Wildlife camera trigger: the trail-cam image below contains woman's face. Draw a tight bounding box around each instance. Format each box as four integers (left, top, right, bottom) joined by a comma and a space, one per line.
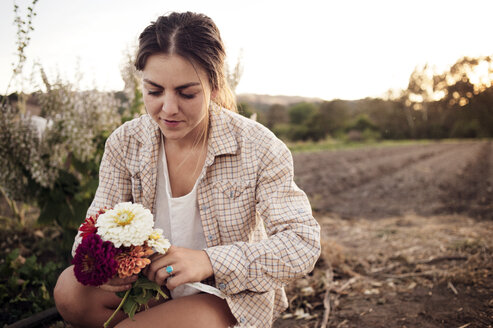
142, 54, 211, 144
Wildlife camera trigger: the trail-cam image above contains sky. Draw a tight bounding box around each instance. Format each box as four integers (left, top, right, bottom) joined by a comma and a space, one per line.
0, 0, 493, 100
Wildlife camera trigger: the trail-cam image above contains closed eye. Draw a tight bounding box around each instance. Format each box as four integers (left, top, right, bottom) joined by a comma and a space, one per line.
147, 90, 162, 96
180, 93, 195, 99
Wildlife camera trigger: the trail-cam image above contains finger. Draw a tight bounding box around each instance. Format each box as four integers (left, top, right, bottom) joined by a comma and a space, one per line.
147, 257, 172, 281
166, 273, 191, 290
155, 266, 177, 286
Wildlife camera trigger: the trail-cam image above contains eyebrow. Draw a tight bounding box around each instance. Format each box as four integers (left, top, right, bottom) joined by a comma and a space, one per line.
144, 79, 200, 90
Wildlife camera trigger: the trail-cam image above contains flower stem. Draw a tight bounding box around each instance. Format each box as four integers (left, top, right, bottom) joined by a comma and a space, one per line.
103, 288, 132, 328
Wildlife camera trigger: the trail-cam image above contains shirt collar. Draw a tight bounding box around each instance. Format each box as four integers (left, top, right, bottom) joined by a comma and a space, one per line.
205, 103, 238, 166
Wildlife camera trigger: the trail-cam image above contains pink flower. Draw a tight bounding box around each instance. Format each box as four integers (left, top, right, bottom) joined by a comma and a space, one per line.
79, 207, 108, 239
116, 245, 154, 278
72, 234, 121, 286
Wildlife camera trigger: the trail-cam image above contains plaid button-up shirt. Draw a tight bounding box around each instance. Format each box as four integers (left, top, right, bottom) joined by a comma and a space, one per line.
74, 106, 320, 327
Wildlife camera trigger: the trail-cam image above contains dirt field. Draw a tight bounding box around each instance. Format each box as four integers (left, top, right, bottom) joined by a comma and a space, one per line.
275, 141, 493, 328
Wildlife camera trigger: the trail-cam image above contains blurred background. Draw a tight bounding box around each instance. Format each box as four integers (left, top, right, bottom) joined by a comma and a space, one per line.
0, 0, 493, 327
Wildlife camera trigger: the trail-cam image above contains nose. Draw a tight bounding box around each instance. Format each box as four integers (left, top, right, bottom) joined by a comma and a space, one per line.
161, 93, 178, 116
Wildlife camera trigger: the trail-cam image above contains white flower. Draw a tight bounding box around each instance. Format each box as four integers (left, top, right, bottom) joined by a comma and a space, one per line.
96, 202, 154, 247
147, 229, 171, 254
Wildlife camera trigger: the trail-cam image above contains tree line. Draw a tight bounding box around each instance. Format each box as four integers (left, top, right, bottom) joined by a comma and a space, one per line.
238, 56, 493, 141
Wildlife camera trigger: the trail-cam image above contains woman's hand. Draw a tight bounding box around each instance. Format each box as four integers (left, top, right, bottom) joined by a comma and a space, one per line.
143, 246, 214, 290
98, 275, 138, 293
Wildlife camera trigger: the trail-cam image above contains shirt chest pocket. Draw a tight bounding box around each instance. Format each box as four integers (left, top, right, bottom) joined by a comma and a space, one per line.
131, 174, 142, 203
214, 180, 255, 242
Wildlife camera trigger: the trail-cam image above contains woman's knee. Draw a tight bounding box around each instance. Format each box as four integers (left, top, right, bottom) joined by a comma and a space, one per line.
53, 266, 85, 321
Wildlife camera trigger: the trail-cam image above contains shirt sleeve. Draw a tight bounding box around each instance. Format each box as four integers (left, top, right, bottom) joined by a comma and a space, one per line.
72, 127, 132, 256
206, 139, 320, 294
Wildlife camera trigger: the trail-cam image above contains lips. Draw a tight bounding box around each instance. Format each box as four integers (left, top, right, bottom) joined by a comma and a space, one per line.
161, 119, 181, 127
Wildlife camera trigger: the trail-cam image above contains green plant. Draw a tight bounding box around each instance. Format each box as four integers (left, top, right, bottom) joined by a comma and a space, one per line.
0, 249, 61, 324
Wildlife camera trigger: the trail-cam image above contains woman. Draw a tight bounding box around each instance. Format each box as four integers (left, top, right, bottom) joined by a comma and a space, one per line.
55, 12, 320, 328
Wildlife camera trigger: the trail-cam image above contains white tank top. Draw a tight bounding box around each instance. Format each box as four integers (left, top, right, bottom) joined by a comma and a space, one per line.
154, 135, 206, 298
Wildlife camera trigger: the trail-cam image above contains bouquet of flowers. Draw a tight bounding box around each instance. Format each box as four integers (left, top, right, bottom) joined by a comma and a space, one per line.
72, 202, 170, 327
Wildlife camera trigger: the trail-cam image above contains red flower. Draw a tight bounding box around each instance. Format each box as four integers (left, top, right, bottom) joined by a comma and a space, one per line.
72, 234, 120, 286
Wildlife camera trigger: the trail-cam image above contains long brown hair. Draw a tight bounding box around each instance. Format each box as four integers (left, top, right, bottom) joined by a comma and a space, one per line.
135, 12, 236, 111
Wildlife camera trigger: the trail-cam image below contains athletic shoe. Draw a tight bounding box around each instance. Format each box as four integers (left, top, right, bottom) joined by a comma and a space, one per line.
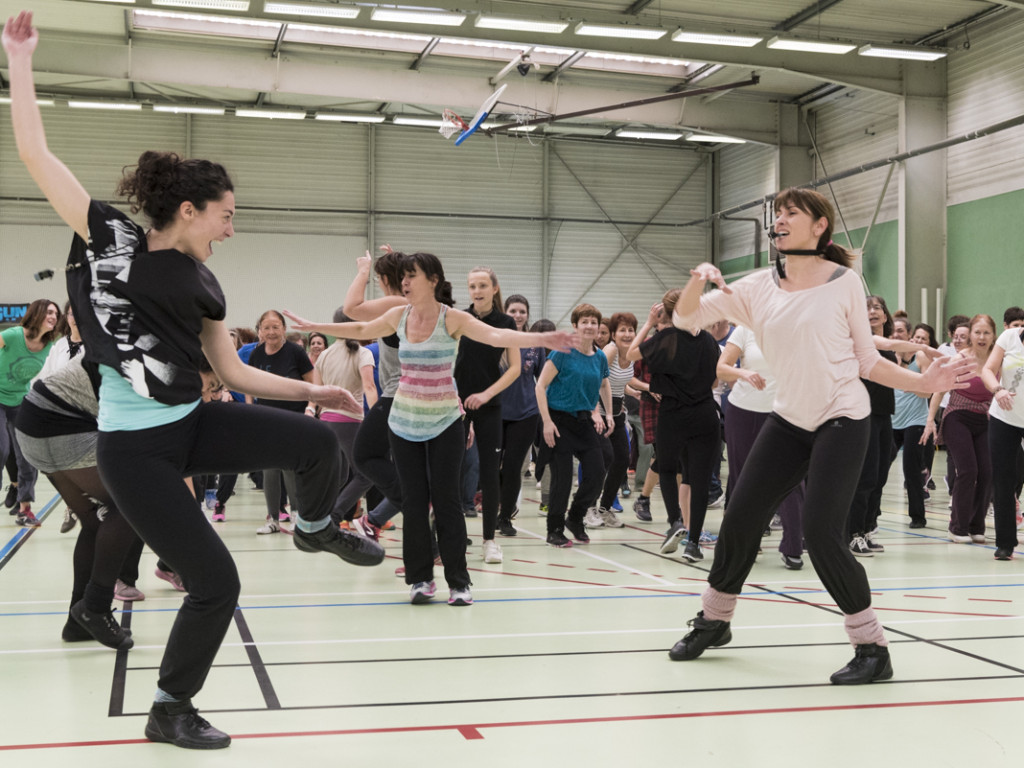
657, 520, 686, 555
483, 539, 502, 565
60, 507, 78, 534
153, 568, 185, 592
292, 525, 384, 565
850, 536, 874, 557
683, 542, 703, 562
256, 517, 281, 536
565, 520, 590, 544
351, 515, 381, 542
828, 643, 893, 685
14, 507, 42, 528
633, 494, 653, 522
669, 610, 732, 662
864, 528, 886, 555
145, 698, 231, 750
548, 530, 572, 549
71, 600, 134, 650
597, 507, 626, 528
409, 582, 437, 605
114, 579, 145, 603
782, 555, 804, 570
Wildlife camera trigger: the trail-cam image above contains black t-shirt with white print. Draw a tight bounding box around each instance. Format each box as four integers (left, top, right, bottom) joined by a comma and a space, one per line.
68, 200, 225, 406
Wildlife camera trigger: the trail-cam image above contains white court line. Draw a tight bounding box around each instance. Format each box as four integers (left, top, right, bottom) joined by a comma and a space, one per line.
516, 527, 679, 587
6, 616, 1024, 655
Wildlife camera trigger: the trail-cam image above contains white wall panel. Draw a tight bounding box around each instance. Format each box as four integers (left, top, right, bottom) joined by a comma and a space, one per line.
946, 14, 1024, 205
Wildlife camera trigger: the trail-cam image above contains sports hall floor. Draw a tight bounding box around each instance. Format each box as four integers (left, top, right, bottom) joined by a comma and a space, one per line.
0, 457, 1024, 768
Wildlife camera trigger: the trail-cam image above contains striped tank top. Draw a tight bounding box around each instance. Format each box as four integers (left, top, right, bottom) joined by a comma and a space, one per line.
388, 305, 463, 442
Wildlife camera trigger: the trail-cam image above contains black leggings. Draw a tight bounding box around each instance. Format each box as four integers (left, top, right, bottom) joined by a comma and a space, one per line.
601, 397, 630, 509
708, 414, 871, 613
352, 397, 402, 509
389, 419, 470, 590
465, 404, 502, 542
96, 402, 340, 699
500, 414, 541, 520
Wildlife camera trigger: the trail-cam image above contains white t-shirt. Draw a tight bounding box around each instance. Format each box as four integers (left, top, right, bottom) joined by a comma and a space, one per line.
313, 339, 374, 421
673, 267, 882, 431
988, 328, 1024, 427
726, 326, 775, 414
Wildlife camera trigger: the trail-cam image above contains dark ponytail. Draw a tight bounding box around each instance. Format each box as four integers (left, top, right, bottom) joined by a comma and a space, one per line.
118, 152, 234, 230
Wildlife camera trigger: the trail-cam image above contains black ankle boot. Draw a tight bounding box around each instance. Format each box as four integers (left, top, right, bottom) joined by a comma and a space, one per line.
828, 643, 893, 685
145, 698, 231, 750
669, 610, 732, 662
71, 600, 134, 650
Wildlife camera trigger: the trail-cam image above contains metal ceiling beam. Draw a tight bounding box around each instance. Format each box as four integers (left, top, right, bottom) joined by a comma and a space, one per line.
772, 0, 843, 32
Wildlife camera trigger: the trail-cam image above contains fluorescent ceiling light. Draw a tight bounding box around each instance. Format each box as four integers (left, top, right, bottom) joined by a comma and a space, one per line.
0, 96, 53, 106
263, 2, 359, 18
615, 131, 683, 141
370, 8, 466, 27
68, 101, 142, 112
857, 45, 946, 61
575, 22, 668, 40
686, 133, 746, 144
315, 112, 384, 123
153, 104, 224, 115
476, 15, 569, 35
768, 37, 857, 53
672, 30, 764, 48
234, 110, 306, 120
391, 117, 441, 128
153, 0, 249, 12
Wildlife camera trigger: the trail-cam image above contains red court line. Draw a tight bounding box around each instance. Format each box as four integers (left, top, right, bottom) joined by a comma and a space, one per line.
8, 696, 1024, 752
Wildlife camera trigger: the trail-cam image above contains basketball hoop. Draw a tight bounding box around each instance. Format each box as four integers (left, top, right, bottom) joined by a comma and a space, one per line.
437, 110, 469, 138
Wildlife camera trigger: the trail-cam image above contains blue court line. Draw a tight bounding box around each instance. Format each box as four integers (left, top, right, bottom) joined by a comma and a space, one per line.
0, 494, 60, 568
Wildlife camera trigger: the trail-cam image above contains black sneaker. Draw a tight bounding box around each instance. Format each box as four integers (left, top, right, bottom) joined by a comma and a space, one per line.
498, 515, 518, 536
294, 525, 384, 569
669, 610, 732, 662
548, 530, 572, 549
71, 600, 135, 650
565, 520, 590, 544
633, 494, 653, 522
145, 698, 231, 750
828, 643, 893, 685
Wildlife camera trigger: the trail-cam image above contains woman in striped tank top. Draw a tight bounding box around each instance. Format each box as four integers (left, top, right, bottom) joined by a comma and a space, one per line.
287, 253, 572, 605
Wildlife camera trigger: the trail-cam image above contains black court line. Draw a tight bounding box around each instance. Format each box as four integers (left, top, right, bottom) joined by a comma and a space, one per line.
622, 544, 1024, 675
234, 608, 281, 710
106, 601, 132, 718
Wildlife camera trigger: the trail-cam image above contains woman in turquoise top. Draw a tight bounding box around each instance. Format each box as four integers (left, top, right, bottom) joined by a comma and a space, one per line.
0, 299, 60, 527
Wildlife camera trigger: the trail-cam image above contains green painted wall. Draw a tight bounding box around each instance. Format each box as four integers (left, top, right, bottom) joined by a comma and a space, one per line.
945, 190, 1024, 331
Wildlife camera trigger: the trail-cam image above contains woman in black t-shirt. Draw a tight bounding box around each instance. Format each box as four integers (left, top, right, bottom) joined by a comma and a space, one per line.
246, 309, 315, 534
3, 11, 384, 750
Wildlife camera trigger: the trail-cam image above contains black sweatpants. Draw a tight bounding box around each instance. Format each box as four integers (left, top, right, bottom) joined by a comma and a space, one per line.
708, 414, 871, 613
96, 402, 341, 699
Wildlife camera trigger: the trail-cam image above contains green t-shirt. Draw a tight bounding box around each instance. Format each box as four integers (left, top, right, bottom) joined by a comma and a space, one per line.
0, 326, 53, 407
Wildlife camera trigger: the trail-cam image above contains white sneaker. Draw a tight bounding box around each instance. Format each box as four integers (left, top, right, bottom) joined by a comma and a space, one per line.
483, 539, 502, 564
256, 519, 281, 534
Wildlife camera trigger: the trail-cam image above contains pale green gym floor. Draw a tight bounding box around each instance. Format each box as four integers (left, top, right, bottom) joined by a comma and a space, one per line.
0, 458, 1024, 768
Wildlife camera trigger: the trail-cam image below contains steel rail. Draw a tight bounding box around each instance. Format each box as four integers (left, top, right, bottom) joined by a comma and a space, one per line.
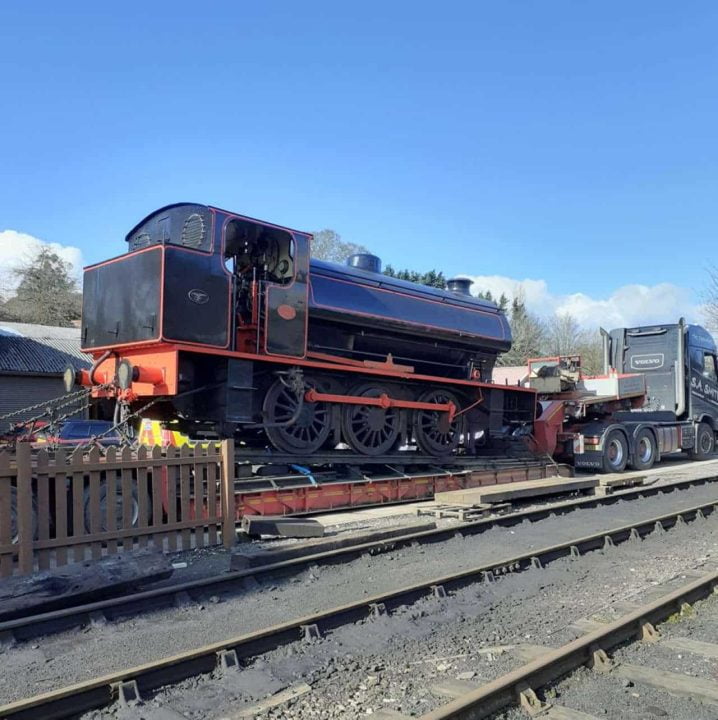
0, 476, 718, 644
0, 500, 718, 720
419, 572, 718, 720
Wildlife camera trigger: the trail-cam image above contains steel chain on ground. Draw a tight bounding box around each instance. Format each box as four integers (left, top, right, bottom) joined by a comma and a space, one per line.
0, 388, 91, 423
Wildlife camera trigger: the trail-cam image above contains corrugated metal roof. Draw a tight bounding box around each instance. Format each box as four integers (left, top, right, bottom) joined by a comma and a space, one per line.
0, 330, 92, 375
0, 320, 80, 342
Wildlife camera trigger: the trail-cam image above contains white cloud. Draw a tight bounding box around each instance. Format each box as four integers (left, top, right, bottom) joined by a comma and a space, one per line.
467, 275, 702, 328
0, 230, 83, 295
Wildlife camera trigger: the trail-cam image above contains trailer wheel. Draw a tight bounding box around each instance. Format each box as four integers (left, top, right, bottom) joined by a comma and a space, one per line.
688, 423, 715, 460
10, 487, 37, 545
83, 480, 152, 533
631, 428, 656, 470
603, 430, 628, 472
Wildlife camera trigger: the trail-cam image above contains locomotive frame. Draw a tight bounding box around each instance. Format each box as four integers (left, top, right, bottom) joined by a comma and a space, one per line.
73, 203, 536, 457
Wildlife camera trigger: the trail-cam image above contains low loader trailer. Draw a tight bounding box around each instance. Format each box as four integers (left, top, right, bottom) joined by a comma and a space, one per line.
528, 319, 718, 473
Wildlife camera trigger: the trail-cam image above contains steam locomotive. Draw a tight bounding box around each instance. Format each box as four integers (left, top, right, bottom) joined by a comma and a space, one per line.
73, 203, 536, 456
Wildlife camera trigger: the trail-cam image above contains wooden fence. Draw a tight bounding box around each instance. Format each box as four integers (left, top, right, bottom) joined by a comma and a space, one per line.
0, 441, 235, 577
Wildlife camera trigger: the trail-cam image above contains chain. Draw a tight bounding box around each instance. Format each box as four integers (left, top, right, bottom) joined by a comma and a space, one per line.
0, 388, 92, 424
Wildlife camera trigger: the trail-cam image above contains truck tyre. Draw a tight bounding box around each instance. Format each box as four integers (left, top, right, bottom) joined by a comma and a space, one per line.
688, 423, 715, 460
83, 480, 152, 533
10, 487, 37, 545
631, 428, 657, 470
602, 430, 628, 473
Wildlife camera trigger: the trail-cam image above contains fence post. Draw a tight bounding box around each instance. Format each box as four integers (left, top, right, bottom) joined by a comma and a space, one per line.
220, 440, 237, 548
16, 442, 34, 575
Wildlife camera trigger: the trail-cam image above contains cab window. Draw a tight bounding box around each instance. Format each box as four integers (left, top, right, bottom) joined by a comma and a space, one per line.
703, 353, 718, 382
224, 218, 295, 285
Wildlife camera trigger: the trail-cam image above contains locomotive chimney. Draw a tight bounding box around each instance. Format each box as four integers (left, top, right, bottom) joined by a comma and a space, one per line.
347, 253, 381, 273
446, 277, 472, 296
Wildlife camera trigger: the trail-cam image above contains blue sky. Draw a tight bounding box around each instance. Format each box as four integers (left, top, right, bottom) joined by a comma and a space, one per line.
0, 0, 718, 324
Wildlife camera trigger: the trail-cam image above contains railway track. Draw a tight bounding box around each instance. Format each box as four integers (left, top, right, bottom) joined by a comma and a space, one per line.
420, 570, 718, 720
0, 470, 718, 646
0, 501, 718, 720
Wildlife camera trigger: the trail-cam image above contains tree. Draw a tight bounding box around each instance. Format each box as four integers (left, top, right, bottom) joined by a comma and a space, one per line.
499, 288, 546, 365
476, 290, 509, 312
312, 228, 369, 264
0, 247, 82, 327
544, 313, 603, 375
384, 265, 446, 290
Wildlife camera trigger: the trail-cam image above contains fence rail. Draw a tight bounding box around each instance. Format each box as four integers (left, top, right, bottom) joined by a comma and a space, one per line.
0, 440, 235, 577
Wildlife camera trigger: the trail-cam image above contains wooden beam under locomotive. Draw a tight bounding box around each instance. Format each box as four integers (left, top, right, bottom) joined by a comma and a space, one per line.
73, 203, 536, 455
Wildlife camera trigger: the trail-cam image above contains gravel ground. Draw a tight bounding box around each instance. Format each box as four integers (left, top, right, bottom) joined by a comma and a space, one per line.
501, 576, 718, 720
153, 454, 718, 587
79, 498, 718, 720
0, 462, 718, 717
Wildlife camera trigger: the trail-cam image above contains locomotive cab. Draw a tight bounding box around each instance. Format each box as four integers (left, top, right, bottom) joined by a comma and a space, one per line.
223, 218, 309, 357
82, 203, 309, 357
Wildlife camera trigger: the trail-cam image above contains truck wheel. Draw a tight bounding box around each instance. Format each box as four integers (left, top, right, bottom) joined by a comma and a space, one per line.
603, 430, 628, 472
10, 487, 37, 545
83, 480, 152, 533
631, 428, 656, 470
688, 423, 715, 460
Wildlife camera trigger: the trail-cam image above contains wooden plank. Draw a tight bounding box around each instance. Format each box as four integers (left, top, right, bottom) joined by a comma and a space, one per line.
70, 447, 89, 562
220, 440, 237, 548
598, 473, 647, 488
434, 477, 598, 506
229, 683, 312, 720
150, 445, 165, 551
120, 446, 135, 551
192, 445, 206, 548
50, 448, 67, 565
180, 445, 194, 550
206, 450, 221, 545
15, 443, 35, 573
661, 638, 718, 660
103, 447, 118, 554
35, 449, 51, 570
87, 445, 102, 560
511, 643, 556, 663
569, 618, 606, 633
166, 447, 179, 552
541, 705, 598, 720
0, 451, 15, 577
137, 446, 150, 549
430, 678, 479, 698
613, 663, 718, 705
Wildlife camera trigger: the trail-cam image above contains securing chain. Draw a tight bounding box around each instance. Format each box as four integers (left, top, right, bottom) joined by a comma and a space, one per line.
0, 388, 92, 424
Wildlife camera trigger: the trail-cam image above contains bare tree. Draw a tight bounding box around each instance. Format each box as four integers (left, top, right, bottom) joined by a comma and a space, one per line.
0, 247, 82, 326
545, 313, 603, 375
312, 228, 369, 263
499, 288, 546, 365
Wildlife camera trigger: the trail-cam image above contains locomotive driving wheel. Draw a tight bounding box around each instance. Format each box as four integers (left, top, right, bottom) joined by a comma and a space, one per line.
262, 379, 331, 453
414, 389, 463, 455
342, 384, 401, 455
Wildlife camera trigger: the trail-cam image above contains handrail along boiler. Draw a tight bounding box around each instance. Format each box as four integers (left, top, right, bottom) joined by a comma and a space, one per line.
73, 203, 536, 456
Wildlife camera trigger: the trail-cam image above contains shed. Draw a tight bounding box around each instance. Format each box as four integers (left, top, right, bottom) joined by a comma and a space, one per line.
0, 320, 91, 434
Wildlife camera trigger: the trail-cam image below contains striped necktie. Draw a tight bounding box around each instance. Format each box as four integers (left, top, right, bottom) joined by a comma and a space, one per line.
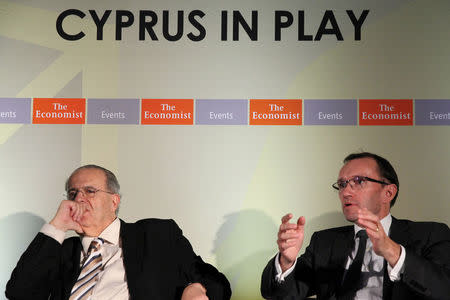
338, 230, 367, 300
69, 238, 104, 300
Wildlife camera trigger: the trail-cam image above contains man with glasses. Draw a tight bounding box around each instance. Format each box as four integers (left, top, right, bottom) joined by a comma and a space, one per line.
261, 152, 450, 300
6, 165, 231, 300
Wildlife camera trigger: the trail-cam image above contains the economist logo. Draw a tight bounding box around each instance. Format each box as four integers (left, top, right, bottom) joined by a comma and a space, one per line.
33, 98, 86, 124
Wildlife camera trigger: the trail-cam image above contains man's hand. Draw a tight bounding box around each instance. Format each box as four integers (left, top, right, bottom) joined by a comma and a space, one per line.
50, 200, 87, 233
277, 214, 305, 272
356, 208, 401, 267
181, 282, 208, 300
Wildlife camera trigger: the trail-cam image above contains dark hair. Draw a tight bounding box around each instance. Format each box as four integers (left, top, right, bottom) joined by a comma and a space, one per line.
65, 165, 120, 195
344, 152, 400, 207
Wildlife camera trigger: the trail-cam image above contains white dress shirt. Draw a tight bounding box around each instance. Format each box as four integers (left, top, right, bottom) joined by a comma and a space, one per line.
275, 214, 406, 300
41, 218, 130, 300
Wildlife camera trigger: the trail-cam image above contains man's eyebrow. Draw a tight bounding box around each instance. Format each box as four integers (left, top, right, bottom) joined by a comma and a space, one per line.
68, 185, 96, 191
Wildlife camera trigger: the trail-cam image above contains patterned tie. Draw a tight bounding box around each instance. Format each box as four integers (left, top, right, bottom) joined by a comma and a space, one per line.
338, 230, 367, 299
69, 238, 104, 300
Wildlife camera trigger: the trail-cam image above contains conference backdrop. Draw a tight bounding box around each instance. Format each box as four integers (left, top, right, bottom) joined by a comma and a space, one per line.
0, 0, 450, 299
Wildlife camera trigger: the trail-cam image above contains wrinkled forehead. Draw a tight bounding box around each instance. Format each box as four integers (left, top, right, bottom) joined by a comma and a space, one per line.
338, 158, 380, 180
67, 168, 106, 189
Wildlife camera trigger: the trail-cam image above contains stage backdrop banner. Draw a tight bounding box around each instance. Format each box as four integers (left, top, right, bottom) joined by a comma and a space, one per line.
0, 0, 450, 300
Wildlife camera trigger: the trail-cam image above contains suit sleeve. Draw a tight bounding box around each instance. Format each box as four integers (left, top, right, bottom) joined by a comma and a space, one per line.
172, 221, 231, 300
261, 233, 316, 299
5, 233, 62, 299
402, 223, 450, 299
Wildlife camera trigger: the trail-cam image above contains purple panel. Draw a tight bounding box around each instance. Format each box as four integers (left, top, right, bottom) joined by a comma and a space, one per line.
0, 98, 31, 124
87, 99, 139, 124
303, 100, 358, 125
415, 100, 450, 125
195, 100, 248, 125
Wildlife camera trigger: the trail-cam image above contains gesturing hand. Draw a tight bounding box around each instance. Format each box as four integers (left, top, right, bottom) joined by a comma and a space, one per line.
277, 213, 305, 272
50, 200, 87, 233
181, 282, 208, 300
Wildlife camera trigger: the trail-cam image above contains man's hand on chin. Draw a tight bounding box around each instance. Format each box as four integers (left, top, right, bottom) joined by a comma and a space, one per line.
50, 200, 87, 234
181, 282, 208, 300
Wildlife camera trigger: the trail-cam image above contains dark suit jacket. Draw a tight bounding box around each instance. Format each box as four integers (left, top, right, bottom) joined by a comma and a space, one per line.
6, 219, 231, 300
261, 218, 450, 300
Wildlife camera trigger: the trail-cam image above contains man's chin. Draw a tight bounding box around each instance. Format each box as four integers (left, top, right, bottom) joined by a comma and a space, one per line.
344, 213, 358, 223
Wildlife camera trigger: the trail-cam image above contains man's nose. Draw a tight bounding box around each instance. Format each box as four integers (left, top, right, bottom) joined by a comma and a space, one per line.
339, 183, 353, 197
73, 190, 86, 202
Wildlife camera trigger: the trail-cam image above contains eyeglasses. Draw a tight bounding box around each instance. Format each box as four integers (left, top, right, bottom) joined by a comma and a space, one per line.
66, 186, 115, 201
332, 176, 390, 191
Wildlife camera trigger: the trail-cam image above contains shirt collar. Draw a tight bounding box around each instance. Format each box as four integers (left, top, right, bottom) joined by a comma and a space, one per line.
81, 218, 120, 253
353, 213, 392, 236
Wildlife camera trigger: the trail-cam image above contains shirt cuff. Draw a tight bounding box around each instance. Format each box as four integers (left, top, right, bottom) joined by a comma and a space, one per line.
387, 245, 406, 281
41, 223, 66, 244
275, 253, 297, 283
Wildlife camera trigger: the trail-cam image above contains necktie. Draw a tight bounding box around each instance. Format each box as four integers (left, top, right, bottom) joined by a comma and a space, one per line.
69, 238, 104, 300
339, 230, 367, 299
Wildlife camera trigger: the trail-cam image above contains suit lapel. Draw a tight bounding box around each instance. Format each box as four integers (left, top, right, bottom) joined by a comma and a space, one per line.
383, 217, 409, 300
62, 237, 82, 299
331, 226, 355, 291
120, 220, 145, 298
=-=-=-=-=
Format everything from the line that contains "contains suit lapel." down to the end of the listing as a Markdown table with the columns Row and Line. Put a row number in Row and the line itself in Line, and leave out blank lines.

| Row | Line |
|---|---|
| 1 | Wildlife camera trigger: the trail-cam image above contains suit lapel. Draw a tight bounding box around each instance. Format each box as four integers (left, top, right, bottom) joined by a comma and a space, one per line. |
| 2 | 383, 217, 409, 300 |
| 3 | 62, 237, 82, 299 |
| 4 | 331, 226, 355, 291 |
| 5 | 120, 220, 145, 298 |